TEXT TO READ:
——

The review confirms that it is very hard to point out a tool which can be applied in the CIRAS Tool. There are many tools which satisfy certain basic requirements and are able to assess and manage the risk in critical infrastructures, however they do not address sufficiently the CIRAS project requirements, especially those related to the following issues:
cross-sectoral risk management,
cooperation with the CBA and QCA components (using cost, benefit, and vague factors in the risk management process),
operations on the alternative packages of countermeasures,
easy integration (connectivity, source code availability, commonly used technologies).
During the review the OSCAD was analyzed in comparison with other tools. This is a general purpose tool (software platform) which, when developed, was not intended especially for CIs. The tool is very flexible. Its functionality satisfies the basic CI risk management requirements and there is also a chance to meet the CIRAS project requirements. The paper presents research allowing to explain these issues.

——

SUPPLIED DATA:
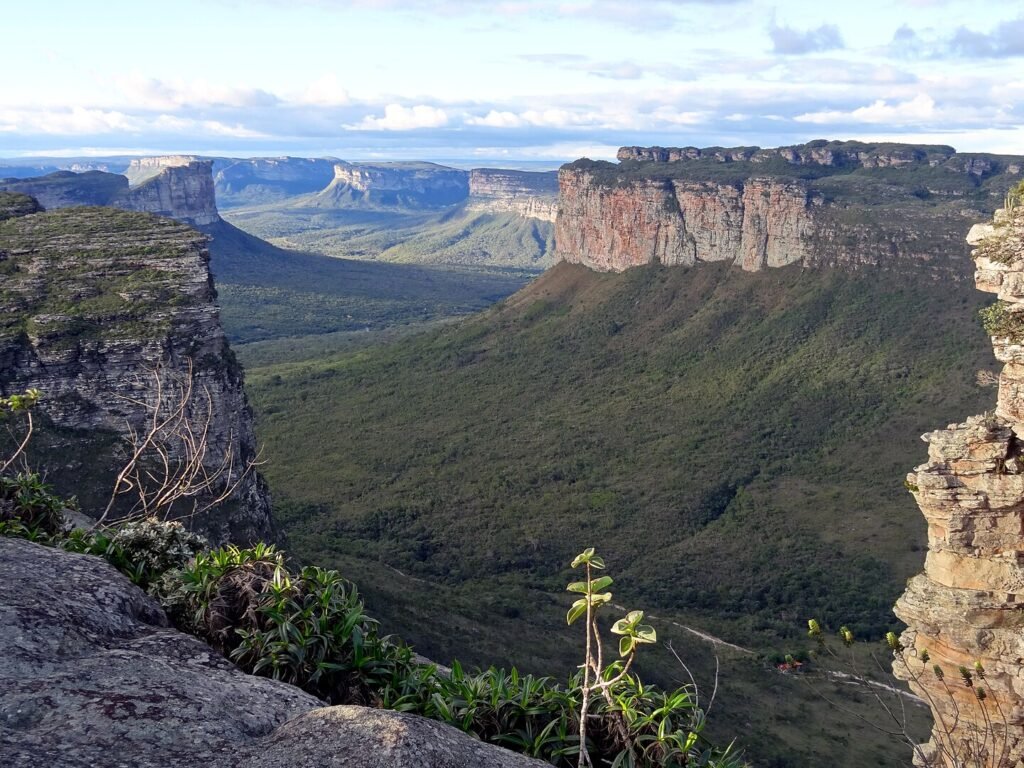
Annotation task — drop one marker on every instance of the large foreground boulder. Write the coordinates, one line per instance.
(92, 675)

——

PROBLEMS TO SOLVE:
- a) Answer these questions from the passage about risk tools for CIRAS:
(i) Which tool was analyzed in comparison with other tools during the review?
(ii) What three things are given in parentheses for easy integration?
(iii) When OSCAD was developed, was it meant especially for critical infrastructures?
- b) Carry on the passage about risk tools for CIRAS, starting after its last sentence.
The listing is separate from the passage about risk tools for CIRAS.

ANSWERS FOR THIS EXERCISE:
- a)
(i) OSCAD.
(ii) Connectivity, source code availability, and commonly used technologies.
(iii) No. It was developed as a general purpose tool, not especially for critical infrastructures.

- b)
1.4. Paper Content
The paper presents the following: a risk management study (
Section 2) including the experimentation platform requirements, risk assessment method description, implementation of the requirements on the ready-made software platform, experiment plan workout, and the experimentation process.
Section 3 includes the experimentation summary, and
Section 4—the paper summary.
2. Risk Management Case Study
The case study is focused on the analysis how particular project requirements can be fulfilled by the OSCAD-based RRA, and shows step by step how this component has been developed according to the proposed risk management method.
2.1. General Requirements for Experimental Risk Manager
Basic requirements for the CI risk management tool were discussed in [
12]. Summarizing this discussion, the following requirements were proposed:
(1) The CI specific phenomena, such as common cause failures, cascading and escalating effects, as well as interdependencies between CIs [
5] should be considered in the risk management process.
(2) The bow-tie risk concept [
4,
18] is recommended for implementation as the conceptual model of the risk assessment tool. It embraces both causes of the given hazardous event and its diversified and multidirectional consequences.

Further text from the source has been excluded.